◆ **What you are asked to do**
Reproduce the listing below, substituting "Search" for each occurrence of "Query" and leaving every other character as it is.
____
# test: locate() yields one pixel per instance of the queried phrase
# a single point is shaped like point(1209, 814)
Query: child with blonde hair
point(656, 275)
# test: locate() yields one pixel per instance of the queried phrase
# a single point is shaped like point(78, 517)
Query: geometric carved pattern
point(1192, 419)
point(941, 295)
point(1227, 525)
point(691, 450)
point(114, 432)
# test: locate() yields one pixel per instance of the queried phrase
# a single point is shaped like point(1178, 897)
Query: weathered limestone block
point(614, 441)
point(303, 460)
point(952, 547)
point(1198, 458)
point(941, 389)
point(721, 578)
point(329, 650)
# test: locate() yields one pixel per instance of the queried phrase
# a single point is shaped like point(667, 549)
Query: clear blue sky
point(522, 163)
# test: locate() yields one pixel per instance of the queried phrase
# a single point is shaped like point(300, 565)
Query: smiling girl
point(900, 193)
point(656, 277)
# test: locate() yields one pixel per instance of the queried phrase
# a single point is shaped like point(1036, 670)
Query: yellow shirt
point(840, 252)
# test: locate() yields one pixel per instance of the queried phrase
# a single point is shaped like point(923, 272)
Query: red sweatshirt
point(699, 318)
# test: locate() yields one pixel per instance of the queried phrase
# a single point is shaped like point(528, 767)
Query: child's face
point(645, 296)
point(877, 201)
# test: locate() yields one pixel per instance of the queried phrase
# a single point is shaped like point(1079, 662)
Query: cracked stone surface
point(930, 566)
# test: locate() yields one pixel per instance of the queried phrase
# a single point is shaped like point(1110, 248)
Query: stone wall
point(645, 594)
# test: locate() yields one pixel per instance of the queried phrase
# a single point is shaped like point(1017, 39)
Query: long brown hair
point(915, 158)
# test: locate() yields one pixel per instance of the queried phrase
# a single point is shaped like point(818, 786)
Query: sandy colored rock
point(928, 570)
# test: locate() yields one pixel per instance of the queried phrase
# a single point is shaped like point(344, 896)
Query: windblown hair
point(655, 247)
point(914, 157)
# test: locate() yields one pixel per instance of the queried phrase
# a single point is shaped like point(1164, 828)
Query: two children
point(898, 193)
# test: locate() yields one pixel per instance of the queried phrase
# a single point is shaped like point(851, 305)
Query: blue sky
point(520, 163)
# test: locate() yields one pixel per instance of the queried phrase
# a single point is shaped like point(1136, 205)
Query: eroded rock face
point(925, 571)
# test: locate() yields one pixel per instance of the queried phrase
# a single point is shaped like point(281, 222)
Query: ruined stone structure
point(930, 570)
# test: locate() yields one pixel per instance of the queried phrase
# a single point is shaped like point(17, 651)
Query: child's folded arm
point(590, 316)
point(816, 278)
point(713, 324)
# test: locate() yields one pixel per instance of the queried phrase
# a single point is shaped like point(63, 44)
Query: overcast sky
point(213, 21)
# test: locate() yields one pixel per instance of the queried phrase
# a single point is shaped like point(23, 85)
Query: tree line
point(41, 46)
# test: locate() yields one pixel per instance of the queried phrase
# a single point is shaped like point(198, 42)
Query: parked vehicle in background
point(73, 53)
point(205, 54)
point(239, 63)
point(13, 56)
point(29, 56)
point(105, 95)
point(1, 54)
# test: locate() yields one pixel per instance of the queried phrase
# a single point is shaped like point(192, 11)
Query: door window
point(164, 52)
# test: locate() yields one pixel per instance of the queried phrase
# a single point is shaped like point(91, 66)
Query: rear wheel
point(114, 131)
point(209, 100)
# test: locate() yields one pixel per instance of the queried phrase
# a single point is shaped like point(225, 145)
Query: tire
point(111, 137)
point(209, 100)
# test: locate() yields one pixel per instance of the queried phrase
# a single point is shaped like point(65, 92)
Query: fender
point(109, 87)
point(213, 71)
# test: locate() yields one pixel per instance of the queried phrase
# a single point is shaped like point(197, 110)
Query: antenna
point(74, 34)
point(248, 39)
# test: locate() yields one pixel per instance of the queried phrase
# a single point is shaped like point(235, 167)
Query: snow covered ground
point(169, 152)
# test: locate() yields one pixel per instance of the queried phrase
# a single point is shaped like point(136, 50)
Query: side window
____
◆ **Task solution**
# test: locate() yields one pixel per instance of the queried phrase
# a single point is shaped like point(1209, 814)
Search: child with blonde hair
point(656, 275)
# test: locate() yields one pixel per instance of the queried phrase
# a single point is shaped like point(78, 517)
Search: geometric carved pattern
point(1192, 419)
point(941, 295)
point(1227, 525)
point(691, 450)
point(114, 432)
# test: locate() yields one pixel per instance of the queried phrase
# a single point is shaped like point(1178, 897)
Search: weathered limestone block
point(614, 441)
point(303, 460)
point(952, 547)
point(1198, 458)
point(941, 389)
point(721, 578)
point(329, 650)
# test: locate() yields one pixel per instance of the queried phrase
# a single point is shaped like point(667, 549)
Search: clear blue sky
point(522, 163)
# test: locate() yields one pixel per instance of the queried phrase
# a single point is shaped like point(300, 565)
Search: smiling girl
point(900, 193)
point(656, 277)
# test: locate() yields one pixel per instance of the queried phrase
# a single point is shaped like point(1036, 670)
Search: yellow shirt
point(840, 252)
# test: locate() yields one pixel per instance of the queried phrase
# a single point is shaped like point(923, 272)
Search: red sweatshirt
point(699, 318)
# test: locate() yields one pixel per instance of the queried phrase
# a single point is shaped like point(528, 767)
Search: child's face
point(645, 296)
point(877, 201)
# test: locate() yields one pixel per instance of the queried phrase
# a single point is shaped like point(1079, 662)
Search: cracked stone surface
point(930, 566)
# test: locate() yields one pixel per instance of the queried phrase
# a single point is shaped like point(1110, 248)
Search: stone wall
point(645, 594)
# test: locate() yields one pixel per instance of the queried phrase
# a single point is shaped like point(1017, 39)
Search: long brown hair
point(915, 158)
# test: locate() yields one pixel per instance of the queried phrase
# a single point is shaped like point(818, 786)
Search: sandy colored rock
point(928, 570)
# test: locate() yields one pixel per instance of the queried phrase
# a single point is shaped like point(344, 896)
Search: windblown hair
point(655, 247)
point(914, 157)
# test: locate() yields one pixel per instance of the queried phrase
# a single point is shaped like point(1164, 828)
Search: two children
point(898, 193)
# test: locate() yields one pixel per instance of the queried phrase
# a single point is shaped like point(851, 305)
Search: blue sky
point(520, 163)
# test: locate() yields one pixel per instance of the queried phrase
# a single point is shaped like point(1136, 205)
Search: eroded rock face
point(925, 571)
# test: locate() yields one pixel per instance of the queried phrase
# a single point is shaped like point(281, 222)
Search: ruined stone structure
point(930, 570)
# test: locate() yields one pixel per instance of the queried phrase
# a single point is shaped like point(17, 651)
Search: child's folded arm
point(590, 316)
point(816, 278)
point(713, 324)
# test: locate() yields one pixel per instance of the queried phrase
# a single point is shaped like point(63, 44)
Search: overcast sky
point(213, 21)
# test: locate() yields one pixel per instance of the queried phrase
# a single point is shaped like point(23, 85)
Search: tree line
point(41, 46)
# test: locate() yields one pixel per instance of the queried phrase
# a single point is shaped like point(198, 42)
Search: parked vehicle in background
point(73, 53)
point(205, 54)
point(239, 63)
point(13, 56)
point(29, 56)
point(105, 95)
point(1, 54)
# test: locate() yields one pixel per instance of the queried phrase
# a single point is shaped like point(192, 11)
Search: door window
point(164, 52)
# test: locate() yields one pixel per instance of the queried phrase
# a single point is shaped like point(91, 66)
Search: rear wheel
point(114, 131)
point(209, 100)
# test: locate() yields one pixel per instance of the queried phrase
# a single point is shaped like point(225, 145)
Search: tire
point(111, 137)
point(209, 100)
# test: locate() yields one pixel per instance of the queried phrase
# a single point is shaped like point(65, 92)
Search: fender
point(109, 87)
point(213, 71)
# test: locate() yields one pixel per instance of the queried phrase
# a single point is shaped like point(197, 110)
Search: antenna
point(74, 34)
point(248, 39)
# test: locate() yields one pixel per instance of the queried phrase
# a single point is shaped like point(235, 167)
Search: snow covered ground
point(169, 152)
# test: locate() yields one pixel per instance of the queried phrase
# a single point is shaped like point(136, 50)
Search: side window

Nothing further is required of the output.